#### SET EXERCISE
Please pull out every line of the records that contains the word "pants". Letter case matters.

--- --- ---

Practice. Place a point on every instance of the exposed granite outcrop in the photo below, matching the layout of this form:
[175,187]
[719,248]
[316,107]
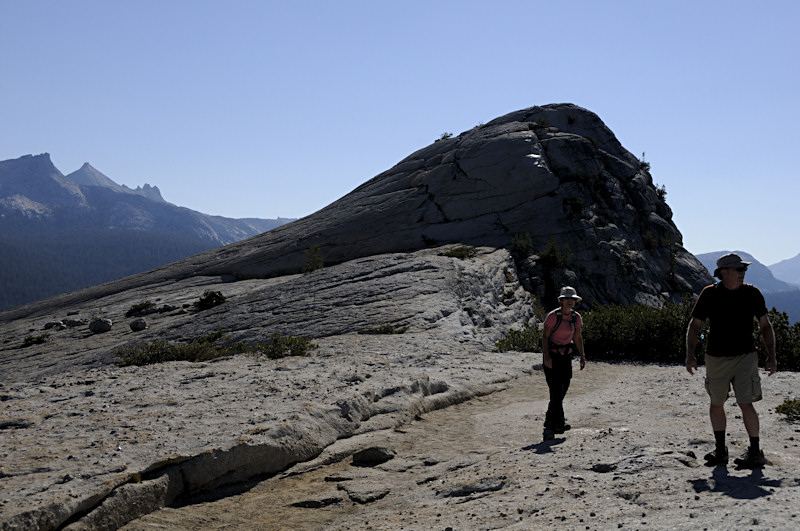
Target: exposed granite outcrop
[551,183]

--- --- ---

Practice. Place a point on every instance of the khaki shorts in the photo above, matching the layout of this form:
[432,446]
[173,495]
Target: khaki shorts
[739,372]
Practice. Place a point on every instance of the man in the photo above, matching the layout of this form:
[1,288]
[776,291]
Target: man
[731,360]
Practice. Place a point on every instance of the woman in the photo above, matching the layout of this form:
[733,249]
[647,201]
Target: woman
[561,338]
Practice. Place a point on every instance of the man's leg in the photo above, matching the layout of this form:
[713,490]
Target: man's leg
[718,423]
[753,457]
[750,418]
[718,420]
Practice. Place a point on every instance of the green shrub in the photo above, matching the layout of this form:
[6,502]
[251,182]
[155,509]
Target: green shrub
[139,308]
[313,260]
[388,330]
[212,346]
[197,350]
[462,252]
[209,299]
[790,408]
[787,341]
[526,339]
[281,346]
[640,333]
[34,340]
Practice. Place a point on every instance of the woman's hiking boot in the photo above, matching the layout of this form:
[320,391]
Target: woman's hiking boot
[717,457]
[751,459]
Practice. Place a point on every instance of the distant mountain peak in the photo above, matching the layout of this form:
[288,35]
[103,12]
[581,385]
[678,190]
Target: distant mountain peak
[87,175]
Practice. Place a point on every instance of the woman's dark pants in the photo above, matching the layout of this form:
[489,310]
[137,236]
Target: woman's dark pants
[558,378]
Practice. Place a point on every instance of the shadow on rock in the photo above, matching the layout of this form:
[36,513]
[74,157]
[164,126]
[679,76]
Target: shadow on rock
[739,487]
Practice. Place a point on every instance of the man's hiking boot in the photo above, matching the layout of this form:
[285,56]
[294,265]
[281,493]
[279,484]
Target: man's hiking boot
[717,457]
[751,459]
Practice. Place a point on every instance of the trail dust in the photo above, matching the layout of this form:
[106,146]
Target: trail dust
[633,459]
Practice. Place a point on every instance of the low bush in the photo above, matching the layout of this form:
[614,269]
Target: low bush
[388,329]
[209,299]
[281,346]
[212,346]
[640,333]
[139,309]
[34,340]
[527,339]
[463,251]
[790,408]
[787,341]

--- --- ---

#### CORRECT ANSWER
Practice. Place a point on every instance of the woman's dark pants in the photo above, matching the layout of this form:
Target: woman's dark pants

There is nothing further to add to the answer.